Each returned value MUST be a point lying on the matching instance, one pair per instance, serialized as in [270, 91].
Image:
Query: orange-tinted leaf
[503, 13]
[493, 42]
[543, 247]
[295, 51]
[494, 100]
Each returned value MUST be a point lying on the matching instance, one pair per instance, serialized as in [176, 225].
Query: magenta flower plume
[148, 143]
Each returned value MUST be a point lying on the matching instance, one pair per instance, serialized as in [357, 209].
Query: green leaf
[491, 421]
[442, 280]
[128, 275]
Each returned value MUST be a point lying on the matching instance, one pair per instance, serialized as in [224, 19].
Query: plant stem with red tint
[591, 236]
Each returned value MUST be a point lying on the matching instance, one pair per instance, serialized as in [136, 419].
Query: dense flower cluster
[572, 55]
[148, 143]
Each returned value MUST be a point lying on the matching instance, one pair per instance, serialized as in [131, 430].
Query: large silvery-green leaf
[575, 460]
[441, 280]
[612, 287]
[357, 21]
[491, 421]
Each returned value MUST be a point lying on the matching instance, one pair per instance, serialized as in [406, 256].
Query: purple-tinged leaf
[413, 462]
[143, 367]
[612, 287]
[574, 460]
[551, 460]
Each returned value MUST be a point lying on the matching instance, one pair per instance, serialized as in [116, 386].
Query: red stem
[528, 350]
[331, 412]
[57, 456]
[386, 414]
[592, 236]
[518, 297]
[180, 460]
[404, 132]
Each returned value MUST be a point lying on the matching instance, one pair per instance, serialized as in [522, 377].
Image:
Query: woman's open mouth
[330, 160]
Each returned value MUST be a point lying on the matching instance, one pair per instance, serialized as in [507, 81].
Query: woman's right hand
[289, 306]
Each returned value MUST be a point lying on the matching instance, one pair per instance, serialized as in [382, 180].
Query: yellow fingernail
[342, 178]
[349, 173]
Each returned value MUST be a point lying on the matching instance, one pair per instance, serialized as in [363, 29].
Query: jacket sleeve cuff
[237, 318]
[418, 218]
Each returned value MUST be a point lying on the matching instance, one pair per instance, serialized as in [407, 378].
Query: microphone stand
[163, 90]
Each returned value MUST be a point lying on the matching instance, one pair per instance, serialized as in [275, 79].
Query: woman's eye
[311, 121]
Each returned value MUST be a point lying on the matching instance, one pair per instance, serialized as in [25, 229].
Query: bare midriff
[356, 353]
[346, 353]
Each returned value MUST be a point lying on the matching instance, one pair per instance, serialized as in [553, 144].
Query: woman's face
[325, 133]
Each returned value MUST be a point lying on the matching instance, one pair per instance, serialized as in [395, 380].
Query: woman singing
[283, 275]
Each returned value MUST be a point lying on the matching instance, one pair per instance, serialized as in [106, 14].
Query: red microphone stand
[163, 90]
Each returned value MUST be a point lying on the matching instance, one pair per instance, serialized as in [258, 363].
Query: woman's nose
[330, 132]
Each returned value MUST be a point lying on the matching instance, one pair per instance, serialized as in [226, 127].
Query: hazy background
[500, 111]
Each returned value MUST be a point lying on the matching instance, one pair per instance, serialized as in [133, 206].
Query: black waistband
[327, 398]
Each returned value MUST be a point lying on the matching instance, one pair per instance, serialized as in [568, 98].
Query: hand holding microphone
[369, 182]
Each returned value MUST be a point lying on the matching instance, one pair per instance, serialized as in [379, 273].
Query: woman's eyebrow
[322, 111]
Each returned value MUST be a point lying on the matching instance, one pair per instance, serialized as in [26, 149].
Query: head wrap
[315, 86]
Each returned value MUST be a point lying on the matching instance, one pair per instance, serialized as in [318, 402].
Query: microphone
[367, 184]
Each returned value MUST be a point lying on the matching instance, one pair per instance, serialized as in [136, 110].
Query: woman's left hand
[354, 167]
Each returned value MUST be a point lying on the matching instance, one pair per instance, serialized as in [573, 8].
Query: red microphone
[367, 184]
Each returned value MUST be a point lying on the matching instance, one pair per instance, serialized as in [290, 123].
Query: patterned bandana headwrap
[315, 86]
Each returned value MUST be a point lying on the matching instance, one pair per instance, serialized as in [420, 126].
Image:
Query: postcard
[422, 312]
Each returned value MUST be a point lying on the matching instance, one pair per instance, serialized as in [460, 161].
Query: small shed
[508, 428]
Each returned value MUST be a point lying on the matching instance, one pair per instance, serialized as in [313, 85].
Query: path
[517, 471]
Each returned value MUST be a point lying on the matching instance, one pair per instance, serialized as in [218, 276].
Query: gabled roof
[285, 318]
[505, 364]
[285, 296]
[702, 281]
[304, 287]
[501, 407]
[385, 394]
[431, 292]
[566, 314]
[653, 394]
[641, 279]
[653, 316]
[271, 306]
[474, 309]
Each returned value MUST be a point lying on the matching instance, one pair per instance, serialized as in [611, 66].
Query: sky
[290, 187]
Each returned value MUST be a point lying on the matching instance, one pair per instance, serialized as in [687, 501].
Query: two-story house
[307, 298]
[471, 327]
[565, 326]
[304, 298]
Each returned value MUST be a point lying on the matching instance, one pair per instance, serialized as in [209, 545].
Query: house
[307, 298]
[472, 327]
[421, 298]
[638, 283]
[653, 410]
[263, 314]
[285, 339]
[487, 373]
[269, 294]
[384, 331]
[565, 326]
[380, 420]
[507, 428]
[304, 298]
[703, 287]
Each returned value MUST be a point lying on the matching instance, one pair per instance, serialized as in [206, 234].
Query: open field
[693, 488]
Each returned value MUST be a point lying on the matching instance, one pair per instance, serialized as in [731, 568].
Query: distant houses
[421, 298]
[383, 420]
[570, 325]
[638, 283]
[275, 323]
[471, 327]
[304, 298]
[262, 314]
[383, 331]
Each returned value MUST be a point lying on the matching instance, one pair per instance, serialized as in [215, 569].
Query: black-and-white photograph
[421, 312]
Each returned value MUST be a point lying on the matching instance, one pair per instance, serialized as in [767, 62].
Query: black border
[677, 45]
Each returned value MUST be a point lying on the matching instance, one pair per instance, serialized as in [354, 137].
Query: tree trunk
■ ■ ■ ■ ■ ■ ■
WORK TO DO » Recast the lines above, from the one containing "in [767, 62]." through the end of the records, as a Markdown table with the columns Row and Line text, one numbered row per line, leaving out blank lines.

RESPONSE BELOW »
| Row | Line text |
|---|---|
| 1 | Each returned value MUST be a point lying on the matching instance, one pair per instance, serialized as in [767, 62]. |
| 2 | Query: black border |
| 3 | [677, 45] |
| 4 | Each returned value MUST be a point lying on the matching instance, one pair per instance, serialized as in [354, 137]. |
| 5 | Query: tree trunk |